[Start of Attachment]
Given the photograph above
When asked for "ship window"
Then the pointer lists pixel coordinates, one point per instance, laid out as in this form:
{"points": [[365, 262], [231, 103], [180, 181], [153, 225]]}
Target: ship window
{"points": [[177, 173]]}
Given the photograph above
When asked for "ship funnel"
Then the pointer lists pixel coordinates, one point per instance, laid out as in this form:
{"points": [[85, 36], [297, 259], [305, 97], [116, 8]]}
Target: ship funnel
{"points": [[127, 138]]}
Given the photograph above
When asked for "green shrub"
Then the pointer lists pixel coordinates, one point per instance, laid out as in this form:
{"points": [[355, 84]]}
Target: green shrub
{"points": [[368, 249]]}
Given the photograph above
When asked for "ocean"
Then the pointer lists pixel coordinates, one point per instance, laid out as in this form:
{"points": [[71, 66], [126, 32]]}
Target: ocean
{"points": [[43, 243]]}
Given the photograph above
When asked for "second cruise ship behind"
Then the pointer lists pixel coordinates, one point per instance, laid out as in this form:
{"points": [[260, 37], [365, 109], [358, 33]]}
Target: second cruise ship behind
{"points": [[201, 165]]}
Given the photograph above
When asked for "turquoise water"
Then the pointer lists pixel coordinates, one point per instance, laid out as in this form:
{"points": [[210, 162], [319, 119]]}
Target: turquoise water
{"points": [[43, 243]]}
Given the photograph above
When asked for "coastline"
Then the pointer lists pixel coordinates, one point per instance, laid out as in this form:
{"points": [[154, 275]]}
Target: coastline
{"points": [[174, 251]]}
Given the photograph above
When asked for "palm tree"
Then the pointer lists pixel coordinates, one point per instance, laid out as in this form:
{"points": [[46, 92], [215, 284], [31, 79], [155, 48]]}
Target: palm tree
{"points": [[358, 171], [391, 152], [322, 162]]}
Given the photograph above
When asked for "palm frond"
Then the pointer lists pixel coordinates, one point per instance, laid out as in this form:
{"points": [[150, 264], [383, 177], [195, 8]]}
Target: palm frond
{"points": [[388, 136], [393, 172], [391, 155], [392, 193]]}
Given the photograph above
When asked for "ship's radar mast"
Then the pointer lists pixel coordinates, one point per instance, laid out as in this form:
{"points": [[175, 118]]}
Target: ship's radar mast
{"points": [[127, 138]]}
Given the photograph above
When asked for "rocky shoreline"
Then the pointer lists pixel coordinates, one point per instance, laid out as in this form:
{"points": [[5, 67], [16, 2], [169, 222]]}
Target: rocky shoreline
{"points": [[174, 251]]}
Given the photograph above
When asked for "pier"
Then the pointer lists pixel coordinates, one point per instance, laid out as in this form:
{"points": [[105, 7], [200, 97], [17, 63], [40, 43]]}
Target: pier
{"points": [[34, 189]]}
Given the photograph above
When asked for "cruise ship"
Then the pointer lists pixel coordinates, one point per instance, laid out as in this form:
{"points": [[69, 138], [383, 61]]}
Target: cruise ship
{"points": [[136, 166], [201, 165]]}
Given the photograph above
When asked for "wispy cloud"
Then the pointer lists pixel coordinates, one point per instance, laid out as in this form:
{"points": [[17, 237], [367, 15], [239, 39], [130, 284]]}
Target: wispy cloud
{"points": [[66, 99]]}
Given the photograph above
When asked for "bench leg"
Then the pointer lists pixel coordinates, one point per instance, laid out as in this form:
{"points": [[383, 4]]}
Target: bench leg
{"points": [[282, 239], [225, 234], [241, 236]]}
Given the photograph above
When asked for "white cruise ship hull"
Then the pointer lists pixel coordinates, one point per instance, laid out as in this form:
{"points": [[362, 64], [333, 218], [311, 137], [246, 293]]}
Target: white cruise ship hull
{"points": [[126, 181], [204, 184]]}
[End of Attachment]
Task brief
All the records above need to be restated exactly, line by line.

Final answer
Given the photograph above
When asked for "ship window"
Then the pointer lists pixel coordinates, one point per instance, laid out as in this form:
{"points": [[365, 262], [231, 103], [180, 181], [153, 225]]}
Target: ship window
{"points": [[177, 173]]}
Given the photograph above
When asked for "ship funnel"
Then the pointer lists pixel coordinates, one point per instance, laid out as in this form:
{"points": [[85, 36], [297, 259], [305, 97], [116, 8]]}
Target: ship funnel
{"points": [[127, 138]]}
Given the photograph above
When asked for "green shrub"
Then the pointer lists pixel coordinates, one point per instance, laid out as in this form:
{"points": [[355, 84]]}
Target: green shrub
{"points": [[368, 249]]}
Given the photograph above
When asked for "ocean"
Then the pointer lists pixel coordinates, one point per instance, laid out as in this form:
{"points": [[71, 66], [126, 32]]}
Target: ocean
{"points": [[43, 243]]}
Given the photograph above
When asked for "second cruise ship behind"
Then the pointer lists pixel coordinates, one point per instance, laid out as in this form:
{"points": [[260, 37], [365, 109], [358, 33]]}
Target: second cruise ship behind
{"points": [[201, 165]]}
Given the photograph above
When asked for "turquoise water"
Then the pointer lists pixel coordinates, one point per instance, laid out as in this form:
{"points": [[210, 162], [319, 119]]}
Target: turquoise water
{"points": [[43, 243]]}
Given the photograph above
When asked for "coastline"
Then the pointer lists pixel coordinates, one point per instance, laid out as in this form:
{"points": [[154, 275]]}
Target: coastline
{"points": [[174, 251]]}
Given the photograph above
When asked for "palm tree"
Then the pointer lists pixel coordinates, one point per instance, laid out as in this form:
{"points": [[46, 92], [215, 284], [31, 79], [155, 48]]}
Target: palm tree
{"points": [[358, 171], [391, 152], [322, 162]]}
Given the photograph above
When asked for "palm frond"
Then the pointer lists pixel coordinates, one point per instance, laid out as in this form:
{"points": [[150, 264], [383, 177], [195, 8]]}
Target: palm frond
{"points": [[388, 136], [393, 172], [391, 155], [392, 193]]}
Given the photograph above
When asked for "ship's radar mast"
Then the pointer lists pixel coordinates, one point per instance, laid out as in this form:
{"points": [[175, 118]]}
Target: ship's radar mast
{"points": [[127, 138]]}
Given the photograph above
When asked for "rocky shoreline"
Then the pointer lists pixel coordinates, one point per instance, laid out as in this form:
{"points": [[5, 67], [16, 2], [169, 222]]}
Target: rocky shoreline
{"points": [[174, 251]]}
Given the photograph above
When asked for "pier"
Then the pointer lists pixel coordinates, one point per instance, laid out as in this form:
{"points": [[105, 7], [200, 97], [17, 63], [40, 43]]}
Target: pier
{"points": [[34, 189]]}
Given the photograph above
When asked for "cruise ship"
Then the pointer lists pixel coordinates, one point per instance, laid out as in this form:
{"points": [[69, 138], [383, 61]]}
Target: cruise ship
{"points": [[136, 166], [201, 165]]}
Given the photograph above
When asked for "wispy cloud"
Then the pointer lists pixel coordinates, one point per instance, laid out as in this form:
{"points": [[17, 237], [367, 15], [239, 39], [130, 284]]}
Target: wispy cloud
{"points": [[66, 99]]}
Given the photograph above
When asked for "bench leg"
Then the pointer lists pixel coordinates, one point per instance, laid out as in this form:
{"points": [[383, 4]]}
Target: bench leg
{"points": [[282, 239], [225, 234], [241, 236]]}
Given the photograph above
When asked for "white cruise ship hull"
Then the pointer lists pixel coordinates, one point per instance, laid out as in this form:
{"points": [[362, 64], [333, 218], [311, 137], [246, 293]]}
Target: white cruise ship hull
{"points": [[126, 181], [204, 184]]}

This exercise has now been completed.